**Text block:**
>>>>>
“It Took Thirteen Years to Cross the Street,” Ensign, Aug. 1986, 42–43
It Took Thirteen Years to Cross the Street
While I was growing up, I lived across the street from an LDS chapel. But it took me thirteen years to cross the street and go inside.
My family moved to Ogden, Utah, in January 1956, when I was eight years old. I didn’t know much about the Mormons. But each week before my Baptist Sunday School class, I listened to my friends recount anti-Mormon stories.
As I grew older, I was impressed to enter the ministry, so I began training to enter a Baptist seminary. Studying the Bible was easy for me. I loved the stories and parables, and I became well-acquainted with many of the biblical characters.
But as I studied, questions arose in my mind. What about heaven and hell? What is the “cutoff point” for heaven?—and countless more. Unfortunately, my pastor couldn’t help.
He exhorted me to have faith. But I wondered: “In what?” If he didn’t have the answers, where could I find them? I tried many different Christian faiths, and found that none of them had the answers. So I broke with Christianity completely.
Throughout this time, I had also developed a new hobby: arguing with Mormons I met. Those who tried to talk with me about religion were overwhelmed by my verbal onslaught of scriptural scholarship. “How could those Mormons be right,” I thought, “if their beliefs are so easy to destroy?”
During the summer of 1967, I landed a role in a theatrical production and met three people who I came to respect deeply. The first, T. Leonard Rowley, was the director of the play. He was truthful, just, and sensitive—an impressive man with rare spiritual insight. I was unaware until much later in our relationship that he was LDS.
The second, J. D. Stokes, was the star of the show. He had worked with many of the “giants” of show business; yet there was no doubt of his religious affiliation, nor of his devotion to the Church. He was every inch a Latter-day Saint.
The third, Jeanne Nowak, was not a Mormon. She charmed me immediately. She was not only beautiful, she was talented enough to star in numerous musicals and intelligent enough to graduate at the head of her class in psychology.
In the fall of 1967, I entered the Navy and was stationed on an oiler in the Far East. In my spare time I haunted the ship’s library, reading all I could find on Buddhism, Islam, Hinduism, Zoroastrianism, and Taoism—but I did not find the answers to the questions that so troubled me.
<<<<<
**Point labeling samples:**
>>>>>
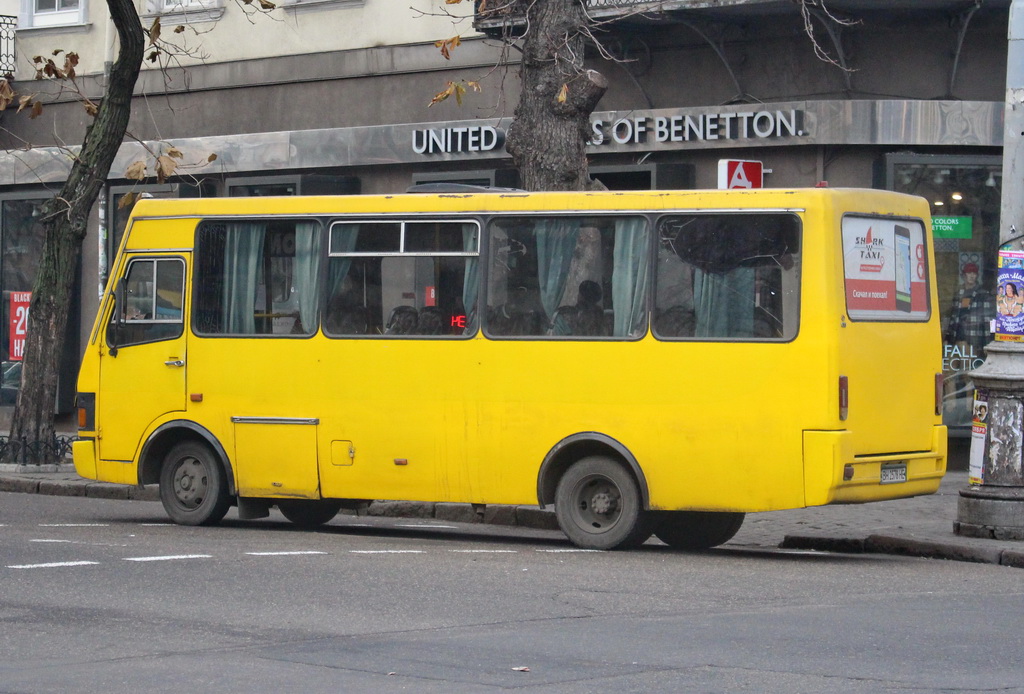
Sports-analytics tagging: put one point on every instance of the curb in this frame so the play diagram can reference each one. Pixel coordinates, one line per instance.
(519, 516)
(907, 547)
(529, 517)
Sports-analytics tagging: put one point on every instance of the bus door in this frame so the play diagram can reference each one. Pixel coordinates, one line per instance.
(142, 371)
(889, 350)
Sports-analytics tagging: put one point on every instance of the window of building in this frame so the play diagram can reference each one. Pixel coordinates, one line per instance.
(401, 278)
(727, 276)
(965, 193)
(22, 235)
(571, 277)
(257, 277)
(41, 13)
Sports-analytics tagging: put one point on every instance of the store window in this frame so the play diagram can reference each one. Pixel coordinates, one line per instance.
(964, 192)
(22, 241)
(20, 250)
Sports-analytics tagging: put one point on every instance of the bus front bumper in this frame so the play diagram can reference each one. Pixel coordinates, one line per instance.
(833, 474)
<<<<<
**What to do:**
1. According to the article, when did the family move to Ogden, Utah?
2. Extract the passage of the article starting at "As I grew older, I" and ending at "with Christianity completely.".
3. Continue the article about taking thirteen years to cross the street, starting after its last sentence.
The rows have no connection to the article.

**Answers to the tasks:**
1. In January 1956.

2.
As I grew older, I was impressed to enter the ministry, so I began training to enter a Baptist seminary. Studying the Bible was easy for me. I loved the stories and parables, and I became well-acquainted with many of the biblical characters.
But as I studied, questions arose in my mind. What about heaven and hell? What is the “cutoff point” for heaven?—and countless more. Unfortunately, my pastor couldn’t help.
He exhorted me to have faith. But I wondered: “In what?” If he didn’t have the answers, where could I find them? I tried many different Christian faiths, and found that none of them had the answers. So I broke with Christianity completely.

3.
Before long, I was ordered to Vietnam, where I served as a combat journalist. The assignment afforded me great freedom to read literally hundreds of books on theology. I also interviewed clergymen of many religious persuasions. Again, I found no answers—only more questions. Was I just wasting my time? I wondered.
Then, in the summer of 1969, I received a letter from Mary Lee Memmott, a friend who had never lost hope that I would embrace the gospel. Amid the rest of the news from home, one item jumped from the page: “Oh, by the way, did you know Jeanne Nowak joined the Mormon Church?”
I was shocked. “She’s too smart to have done that,” I thought. “She must have been tricked.”
Then and there I vowed to expose the Mormon fraud. It was the very least I could do for a friend.
The camp library offered little information about the LDS Church. Finally I asked one of the chaplains where I might find a Mormon. “You might ask over at the post office,” he said. “The lay leader is named Orvin Shepard.”
A few minutes later, I arrived at the post office and asked for Shepard. A man stopped what he was doing and came over to me. “I’m Shepard,” he said. “What can I do for you?”
I explained that I wanted to “disprove Mormonism” and needed to borrow a Book of Mormon. He told me to wait and slipped into the back room. He returned carrying a handful of tracts, a Book of Mormon, and a doctrinal compendium entitled Principles of the Gospel.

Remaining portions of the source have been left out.